## The problem
Show every line of the listing below that contains the word "need".

## Input for this task
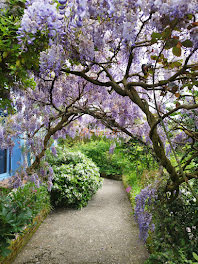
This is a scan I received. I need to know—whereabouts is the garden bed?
[0,208,50,264]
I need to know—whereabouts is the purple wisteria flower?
[135,185,156,242]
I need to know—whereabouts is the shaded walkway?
[14,179,147,264]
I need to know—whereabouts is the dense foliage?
[0,183,50,256]
[0,0,198,262]
[45,148,102,208]
[0,0,198,198]
[135,180,198,264]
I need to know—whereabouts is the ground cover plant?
[0,183,51,256]
[47,147,103,208]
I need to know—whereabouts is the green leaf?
[172,46,181,57]
[193,252,198,260]
[182,39,193,48]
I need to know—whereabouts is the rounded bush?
[49,149,103,208]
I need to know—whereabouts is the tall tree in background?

## Exercise result
This is a scan I received. I need to know—whereabouts is the garden bed?
I need to know—whereabouts is the purple wisteria flower?
I need to know—whereabouts is the shaded walkway?
I need to know—whereabouts is the dense foliage?
I need to know—whereabouts is the ground cover plant?
I need to know—whereabouts is the green leaf?
I need to know—whereabouts is the rounded bush?
I need to know—whereabouts is the tall tree in background?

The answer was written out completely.